» **What you need to do**
Please update the records below by changing every "one dot per instance" to "one mark per instance", and keep everything else the same.

[Location identification records]
* * *

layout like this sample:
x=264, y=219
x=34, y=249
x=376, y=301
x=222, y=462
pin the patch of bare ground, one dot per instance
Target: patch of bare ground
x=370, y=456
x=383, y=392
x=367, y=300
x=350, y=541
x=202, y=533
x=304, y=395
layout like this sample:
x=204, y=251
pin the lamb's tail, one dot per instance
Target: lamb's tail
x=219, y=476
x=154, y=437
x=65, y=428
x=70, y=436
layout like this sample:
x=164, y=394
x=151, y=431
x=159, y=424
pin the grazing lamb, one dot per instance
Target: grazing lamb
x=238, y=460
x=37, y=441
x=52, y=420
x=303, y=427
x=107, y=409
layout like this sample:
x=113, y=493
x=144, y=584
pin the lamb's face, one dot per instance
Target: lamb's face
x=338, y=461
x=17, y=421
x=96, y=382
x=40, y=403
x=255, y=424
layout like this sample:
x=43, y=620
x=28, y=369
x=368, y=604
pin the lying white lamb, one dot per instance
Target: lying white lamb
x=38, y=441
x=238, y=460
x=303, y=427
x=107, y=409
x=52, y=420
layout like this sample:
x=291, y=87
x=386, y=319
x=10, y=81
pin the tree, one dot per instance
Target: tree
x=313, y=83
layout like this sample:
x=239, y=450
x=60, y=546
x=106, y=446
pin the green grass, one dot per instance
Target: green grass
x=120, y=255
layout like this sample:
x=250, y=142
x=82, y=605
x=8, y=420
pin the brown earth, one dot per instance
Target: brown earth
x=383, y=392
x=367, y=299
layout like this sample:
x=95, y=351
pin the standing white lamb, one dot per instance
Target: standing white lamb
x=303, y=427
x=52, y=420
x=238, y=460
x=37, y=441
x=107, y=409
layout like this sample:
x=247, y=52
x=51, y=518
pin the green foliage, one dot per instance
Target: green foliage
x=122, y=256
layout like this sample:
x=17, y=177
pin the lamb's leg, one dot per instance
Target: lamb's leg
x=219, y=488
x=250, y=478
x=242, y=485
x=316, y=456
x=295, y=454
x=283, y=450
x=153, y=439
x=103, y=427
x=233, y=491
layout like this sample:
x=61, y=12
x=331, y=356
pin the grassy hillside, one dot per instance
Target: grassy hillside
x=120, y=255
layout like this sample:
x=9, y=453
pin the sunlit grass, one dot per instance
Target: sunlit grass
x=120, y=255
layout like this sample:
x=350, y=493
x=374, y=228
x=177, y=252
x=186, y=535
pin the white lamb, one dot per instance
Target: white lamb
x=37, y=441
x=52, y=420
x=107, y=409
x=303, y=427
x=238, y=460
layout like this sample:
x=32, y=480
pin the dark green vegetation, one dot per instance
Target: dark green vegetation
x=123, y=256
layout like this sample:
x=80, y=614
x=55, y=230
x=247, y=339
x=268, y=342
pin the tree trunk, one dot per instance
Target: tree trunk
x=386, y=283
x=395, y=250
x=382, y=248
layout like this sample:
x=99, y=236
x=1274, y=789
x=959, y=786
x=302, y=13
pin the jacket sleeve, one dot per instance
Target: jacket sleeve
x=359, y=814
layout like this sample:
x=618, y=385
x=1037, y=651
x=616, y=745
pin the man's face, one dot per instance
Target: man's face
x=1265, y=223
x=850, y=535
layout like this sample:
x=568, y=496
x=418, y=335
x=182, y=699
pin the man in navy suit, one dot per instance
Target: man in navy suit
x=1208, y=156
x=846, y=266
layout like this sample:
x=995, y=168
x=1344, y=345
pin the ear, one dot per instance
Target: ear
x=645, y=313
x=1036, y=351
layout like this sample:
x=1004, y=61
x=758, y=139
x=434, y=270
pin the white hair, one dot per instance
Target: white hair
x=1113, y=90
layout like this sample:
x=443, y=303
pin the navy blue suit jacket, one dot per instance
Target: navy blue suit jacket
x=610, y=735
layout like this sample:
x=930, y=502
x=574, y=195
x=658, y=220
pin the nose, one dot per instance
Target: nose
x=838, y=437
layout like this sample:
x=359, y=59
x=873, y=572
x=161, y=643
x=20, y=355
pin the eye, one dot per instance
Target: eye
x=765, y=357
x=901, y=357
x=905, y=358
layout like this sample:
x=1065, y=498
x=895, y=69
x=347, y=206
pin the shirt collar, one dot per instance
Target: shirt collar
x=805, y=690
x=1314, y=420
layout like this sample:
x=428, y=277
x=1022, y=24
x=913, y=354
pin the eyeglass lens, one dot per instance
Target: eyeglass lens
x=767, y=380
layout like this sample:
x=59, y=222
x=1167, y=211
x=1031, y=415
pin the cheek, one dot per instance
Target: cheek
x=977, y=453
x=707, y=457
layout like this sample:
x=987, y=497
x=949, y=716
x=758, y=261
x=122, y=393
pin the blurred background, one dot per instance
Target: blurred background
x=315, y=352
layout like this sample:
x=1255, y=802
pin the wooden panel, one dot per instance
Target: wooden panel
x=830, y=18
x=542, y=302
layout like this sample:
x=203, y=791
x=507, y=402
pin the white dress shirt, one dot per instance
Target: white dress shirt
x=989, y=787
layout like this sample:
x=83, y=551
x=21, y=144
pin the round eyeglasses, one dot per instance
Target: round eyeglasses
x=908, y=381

* * *

» **Solution to the exercise**
layout like this sample:
x=264, y=219
x=34, y=249
x=376, y=301
x=222, y=462
pin the patch of bare ground, one mark per instance
Target: patch of bare ground
x=370, y=456
x=383, y=392
x=367, y=300
x=350, y=541
x=202, y=533
x=304, y=395
layout like this sample:
x=204, y=251
pin the lamb's tail, one mark per instance
Target: lamb's tail
x=219, y=476
x=154, y=437
x=65, y=428
x=70, y=436
layout like this sample:
x=164, y=394
x=151, y=431
x=159, y=424
pin the grazing lamb, one mark per instance
Target: grazing lamb
x=238, y=460
x=37, y=441
x=52, y=420
x=303, y=427
x=107, y=409
layout like this sample:
x=113, y=493
x=144, y=584
pin the lamb's face, one mark per instance
Target: lamb's face
x=338, y=461
x=17, y=421
x=96, y=382
x=40, y=403
x=255, y=424
layout like this sample:
x=43, y=620
x=28, y=369
x=368, y=604
pin the lying white lamb, one mark per instance
Target: lying white lamb
x=38, y=441
x=238, y=460
x=303, y=427
x=107, y=409
x=52, y=420
layout like this sample:
x=291, y=87
x=386, y=319
x=10, y=81
pin the tree, one mark per instance
Target: tree
x=313, y=83
layout like this sample:
x=239, y=450
x=60, y=546
x=106, y=446
pin the green grass, one mark per instance
Target: green grass
x=120, y=255
layout like this sample:
x=250, y=142
x=82, y=605
x=8, y=420
pin the brown earth, one mark per instance
Target: brown earth
x=383, y=392
x=367, y=299
layout like this sample:
x=95, y=351
pin the standing white lamb, one mark per instance
Target: standing white lamb
x=303, y=427
x=52, y=420
x=238, y=460
x=37, y=441
x=107, y=409
layout like this sample:
x=247, y=52
x=51, y=518
pin the green foliage, one mark per instance
Target: green foliage
x=122, y=256
layout like this sample:
x=17, y=177
pin the lamb's leg, one mark per instance
Target: lamb's leg
x=219, y=488
x=250, y=478
x=242, y=485
x=316, y=456
x=295, y=454
x=283, y=450
x=153, y=439
x=103, y=427
x=233, y=491
layout like this sample:
x=61, y=12
x=331, y=356
pin the grassy hillside, one mark per instance
Target: grassy hillside
x=120, y=255
layout like this sample:
x=9, y=453
pin the sunlit grass, one mark per instance
Target: sunlit grass
x=120, y=255
layout like this sample:
x=350, y=493
x=374, y=228
x=177, y=252
x=186, y=535
pin the white lamb, one mark per instance
Target: white lamb
x=37, y=441
x=52, y=420
x=107, y=409
x=303, y=427
x=238, y=460
layout like this sample:
x=32, y=480
pin the dark green vegetation, one mark per instance
Target: dark green vegetation
x=123, y=256
layout like this sample:
x=80, y=614
x=55, y=230
x=247, y=339
x=268, y=342
pin the tree trunk, one mark per instance
Target: tree trunk
x=386, y=283
x=395, y=250
x=382, y=248
layout like this sample:
x=99, y=236
x=1274, y=789
x=959, y=786
x=302, y=13
pin the jacket sleeve, one mark per instance
Target: jacket sleeve
x=359, y=814
layout like this sample:
x=618, y=385
x=1037, y=651
x=616, y=745
pin the man's face, one mark per instance
Target: man's face
x=1265, y=223
x=850, y=535
layout like this sample:
x=568, y=496
x=418, y=335
x=182, y=699
pin the man in navy suit, one mark per instance
Target: man in navy suit
x=1208, y=156
x=846, y=266
layout like this sample:
x=995, y=168
x=1344, y=345
pin the ear, one mark per instance
Target: ear
x=645, y=313
x=1036, y=351
layout like this sample:
x=1004, y=61
x=758, y=139
x=434, y=270
pin the white hair, one mark per instance
Target: white hair
x=1113, y=90
layout like this sample:
x=443, y=303
pin the navy blue suit jacket, one mark per instance
Target: navy blue suit jacket
x=610, y=735
layout like this sample:
x=930, y=502
x=574, y=195
x=658, y=220
pin the nose, one mark per instance
Target: nose
x=838, y=437
layout like this sample:
x=359, y=59
x=873, y=572
x=161, y=643
x=20, y=355
pin the eye, one mark per instance
Target: eye
x=765, y=357
x=901, y=357
x=905, y=358
layout like this sample:
x=1065, y=498
x=895, y=69
x=347, y=206
pin the shirt collar, one mark per instance
Target: shirt collar
x=805, y=690
x=1314, y=420
layout like this sample:
x=428, y=277
x=1022, y=24
x=913, y=354
pin the eyeglass lens, one mark per instance
Target: eyeglass lens
x=767, y=380
layout like this sample:
x=59, y=222
x=1167, y=211
x=1031, y=415
pin the cheek, one mark per instance
Target: cheek
x=977, y=453
x=707, y=457
layout like this sample:
x=987, y=497
x=949, y=716
x=758, y=261
x=122, y=393
pin the blurred background, one mark per instance
Target: blurred background
x=315, y=352
layout like this sample:
x=1255, y=802
pin the wooden panel, one mark per instance
Target: wooden panel
x=830, y=18
x=542, y=302
layout like this sample:
x=203, y=791
x=507, y=402
pin the white dress shirt, one mark per instance
Target: white dress shirt
x=989, y=787
layout like this sample:
x=83, y=551
x=21, y=144
pin the round eyeglasses, one mark per instance
Target: round eyeglasses
x=908, y=381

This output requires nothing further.